**PROBLEM DESCRIPTION**:
Of all the lines below, return only those starting with the line holding "Target: rocky hillside" and going on through the line holding "the rock shown", exactly as written.

[Point-per-instance localization data]
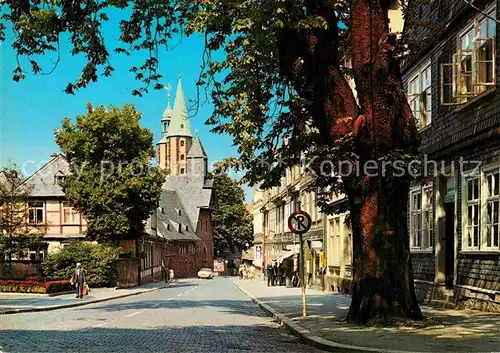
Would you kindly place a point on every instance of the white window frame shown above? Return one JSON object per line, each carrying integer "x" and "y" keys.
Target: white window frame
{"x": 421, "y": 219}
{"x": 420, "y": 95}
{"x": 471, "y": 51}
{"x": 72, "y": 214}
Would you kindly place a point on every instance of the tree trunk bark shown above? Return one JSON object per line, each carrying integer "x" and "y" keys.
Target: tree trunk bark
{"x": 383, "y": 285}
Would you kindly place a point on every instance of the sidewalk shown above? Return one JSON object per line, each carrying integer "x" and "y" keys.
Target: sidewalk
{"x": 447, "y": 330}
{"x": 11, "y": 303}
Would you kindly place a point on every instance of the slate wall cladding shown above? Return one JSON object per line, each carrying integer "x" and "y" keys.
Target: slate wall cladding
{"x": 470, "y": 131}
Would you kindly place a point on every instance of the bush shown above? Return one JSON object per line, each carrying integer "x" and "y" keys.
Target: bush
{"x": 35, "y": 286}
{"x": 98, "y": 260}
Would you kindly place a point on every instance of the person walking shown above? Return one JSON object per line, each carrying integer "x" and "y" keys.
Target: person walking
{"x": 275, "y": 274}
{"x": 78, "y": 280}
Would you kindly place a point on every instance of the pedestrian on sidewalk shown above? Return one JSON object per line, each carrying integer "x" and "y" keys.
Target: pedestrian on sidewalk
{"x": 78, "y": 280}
==
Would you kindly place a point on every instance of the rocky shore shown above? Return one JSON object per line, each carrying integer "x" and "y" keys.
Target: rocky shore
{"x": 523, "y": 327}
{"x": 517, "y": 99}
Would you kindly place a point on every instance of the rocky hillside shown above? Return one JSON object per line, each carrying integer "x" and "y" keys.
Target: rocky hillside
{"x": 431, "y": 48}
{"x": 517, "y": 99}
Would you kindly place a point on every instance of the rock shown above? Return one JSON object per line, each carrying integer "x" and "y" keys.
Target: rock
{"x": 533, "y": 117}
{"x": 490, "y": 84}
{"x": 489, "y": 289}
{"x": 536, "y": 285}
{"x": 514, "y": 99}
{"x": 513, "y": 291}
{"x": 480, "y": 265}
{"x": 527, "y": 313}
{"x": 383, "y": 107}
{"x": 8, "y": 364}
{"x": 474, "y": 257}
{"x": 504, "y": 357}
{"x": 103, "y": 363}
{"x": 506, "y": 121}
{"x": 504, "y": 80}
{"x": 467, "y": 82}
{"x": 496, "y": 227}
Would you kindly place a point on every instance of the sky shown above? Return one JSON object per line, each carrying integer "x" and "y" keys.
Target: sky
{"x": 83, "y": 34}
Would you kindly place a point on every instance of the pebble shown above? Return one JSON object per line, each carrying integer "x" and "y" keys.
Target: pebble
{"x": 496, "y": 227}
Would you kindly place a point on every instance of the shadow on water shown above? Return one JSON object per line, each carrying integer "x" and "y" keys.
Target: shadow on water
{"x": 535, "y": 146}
==
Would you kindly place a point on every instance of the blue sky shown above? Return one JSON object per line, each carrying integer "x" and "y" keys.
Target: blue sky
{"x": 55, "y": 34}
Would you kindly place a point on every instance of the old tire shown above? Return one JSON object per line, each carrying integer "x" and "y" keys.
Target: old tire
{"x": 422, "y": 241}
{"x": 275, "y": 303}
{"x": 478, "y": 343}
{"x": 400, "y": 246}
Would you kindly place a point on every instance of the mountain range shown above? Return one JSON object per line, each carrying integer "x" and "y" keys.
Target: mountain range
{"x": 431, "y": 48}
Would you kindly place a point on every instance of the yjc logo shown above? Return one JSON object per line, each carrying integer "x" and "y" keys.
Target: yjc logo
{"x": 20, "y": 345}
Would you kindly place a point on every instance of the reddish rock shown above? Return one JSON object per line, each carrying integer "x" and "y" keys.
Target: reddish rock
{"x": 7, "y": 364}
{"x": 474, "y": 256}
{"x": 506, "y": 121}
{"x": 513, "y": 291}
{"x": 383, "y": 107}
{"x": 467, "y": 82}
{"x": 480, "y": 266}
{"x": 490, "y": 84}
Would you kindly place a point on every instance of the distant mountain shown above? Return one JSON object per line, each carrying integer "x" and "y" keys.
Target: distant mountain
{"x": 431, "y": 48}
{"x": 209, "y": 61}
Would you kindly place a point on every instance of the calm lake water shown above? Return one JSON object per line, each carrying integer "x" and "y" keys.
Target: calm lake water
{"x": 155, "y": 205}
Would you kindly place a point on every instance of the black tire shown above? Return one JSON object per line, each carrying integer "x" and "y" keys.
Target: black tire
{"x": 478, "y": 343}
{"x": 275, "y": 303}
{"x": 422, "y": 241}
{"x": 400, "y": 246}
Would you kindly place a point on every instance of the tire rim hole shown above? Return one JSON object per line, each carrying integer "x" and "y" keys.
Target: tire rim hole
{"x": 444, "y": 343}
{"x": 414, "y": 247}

**EXPECTED ANSWER**:
Target: rocky hillside
{"x": 431, "y": 48}
{"x": 517, "y": 99}
Would you kindly place a point on every instance of the rock shown above? Return one JSON object per line, each carrying integer "x" and "y" keys.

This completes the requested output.